= SUPPLIED TEXT =

◇ ◇ ◇

Cc: "codec@ietf.org" <codec@ietf.org>
Subject: Re: [codec] #8: Sample rates?
X-BeenThere: codec@ietf.org
X-Mailman-Version: 2.1.9
Precedence: list
List-Id: Codec WG <codec.ietf.org>
List-Unsubscribe: <https://www.ietf.org/mailman/listinfo/codec>, <mailto:codec-request@ietf.org?subject=unsubscribe>
List-Archive: <http://www.ietf.org/mail-archive/web/codec>
List-Post: <mailto:codec@ietf.org>
List-Help: <mailto:codec-request@ietf.org?subject=help>
List-Subscribe: <https://www.ietf.org/mailman/listinfo/codec>, <mailto:codec-request@ietf.org?subject=subscribe>
X-List-Received-Date: Tue, 13 Apr 2010 20:03:45 -0000

I agree.

The changes in audio bandwidth will certainly be audible, and personally I
would prefer a stable experience.

Also, increasing the audio bandwidth might result in audible temporary echo
(in the newly opened frequencies), since the acoustic echo cancellers will
often need to re-adapt.  The acoustic feedback paths can change pretty
quickly at higher frequencies.

◇ ◇ ◇

= LISTED RECORDS =
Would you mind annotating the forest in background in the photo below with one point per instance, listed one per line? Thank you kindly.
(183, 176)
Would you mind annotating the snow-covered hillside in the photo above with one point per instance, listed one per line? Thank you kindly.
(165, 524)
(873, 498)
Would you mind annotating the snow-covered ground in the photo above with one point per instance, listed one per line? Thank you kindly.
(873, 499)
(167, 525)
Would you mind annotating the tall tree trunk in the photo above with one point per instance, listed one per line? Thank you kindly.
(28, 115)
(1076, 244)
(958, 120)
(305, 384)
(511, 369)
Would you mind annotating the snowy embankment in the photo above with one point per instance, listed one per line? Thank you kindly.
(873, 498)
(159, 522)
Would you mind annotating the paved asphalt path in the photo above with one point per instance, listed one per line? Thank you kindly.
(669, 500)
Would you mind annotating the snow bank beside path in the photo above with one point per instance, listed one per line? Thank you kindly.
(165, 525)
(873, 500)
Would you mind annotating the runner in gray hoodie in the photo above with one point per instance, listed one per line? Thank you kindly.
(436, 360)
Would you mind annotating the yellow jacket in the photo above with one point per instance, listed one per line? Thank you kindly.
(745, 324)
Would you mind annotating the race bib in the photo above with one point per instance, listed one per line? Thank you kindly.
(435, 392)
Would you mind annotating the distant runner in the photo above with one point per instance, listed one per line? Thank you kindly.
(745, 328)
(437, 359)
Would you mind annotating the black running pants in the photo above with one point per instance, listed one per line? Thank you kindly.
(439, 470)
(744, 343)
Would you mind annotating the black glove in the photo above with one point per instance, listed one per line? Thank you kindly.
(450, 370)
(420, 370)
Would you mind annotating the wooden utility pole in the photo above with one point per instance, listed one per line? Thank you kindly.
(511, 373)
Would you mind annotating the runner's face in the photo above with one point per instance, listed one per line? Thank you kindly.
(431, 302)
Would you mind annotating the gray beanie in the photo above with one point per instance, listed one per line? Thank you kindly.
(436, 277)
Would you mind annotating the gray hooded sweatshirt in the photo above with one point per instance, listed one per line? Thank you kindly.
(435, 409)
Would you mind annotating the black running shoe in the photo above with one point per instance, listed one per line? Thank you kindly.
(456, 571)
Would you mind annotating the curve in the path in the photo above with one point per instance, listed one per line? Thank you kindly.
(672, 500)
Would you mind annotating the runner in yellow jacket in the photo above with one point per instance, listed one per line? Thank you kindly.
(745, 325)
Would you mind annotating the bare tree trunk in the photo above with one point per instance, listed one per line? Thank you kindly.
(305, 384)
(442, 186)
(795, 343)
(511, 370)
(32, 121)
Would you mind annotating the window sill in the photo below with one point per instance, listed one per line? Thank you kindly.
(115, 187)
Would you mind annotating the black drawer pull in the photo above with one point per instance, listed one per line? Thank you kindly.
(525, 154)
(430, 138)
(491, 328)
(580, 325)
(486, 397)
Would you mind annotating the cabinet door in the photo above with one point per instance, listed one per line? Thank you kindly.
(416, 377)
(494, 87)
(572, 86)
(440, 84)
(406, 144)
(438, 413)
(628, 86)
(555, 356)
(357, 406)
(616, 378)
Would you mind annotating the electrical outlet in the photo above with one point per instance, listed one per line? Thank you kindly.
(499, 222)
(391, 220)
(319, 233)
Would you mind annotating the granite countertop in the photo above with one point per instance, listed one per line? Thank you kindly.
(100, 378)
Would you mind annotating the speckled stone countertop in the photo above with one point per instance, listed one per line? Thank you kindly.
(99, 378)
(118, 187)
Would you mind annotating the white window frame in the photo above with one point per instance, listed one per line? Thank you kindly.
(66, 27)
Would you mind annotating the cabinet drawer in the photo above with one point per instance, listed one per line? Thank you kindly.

◇ ◇ ◇

= INSTRUCTION 1 =
From the mailing-list message, return the part that opens with the words containing "Also, increasing the" and closes with "at higher frequencies.", copied word for word.
= INSTRUCTION 2 =
Name every header field in the mailing-list message whose name begins with "List-".

= WRITTEN RESPONSE 1 =
Also, increasing the audio bandwidth might result in audible temporary echo
(in the newly opened frequencies), since the acoustic echo cancellers will
often need to re-adapt.  The acoustic feedback paths can change pretty
quickly at higher frequencies.

= WRITTEN RESPONSE 2 =
List-Id
List-Unsubscribe
List-Archive
List-Post
List-Help
List-Subscribe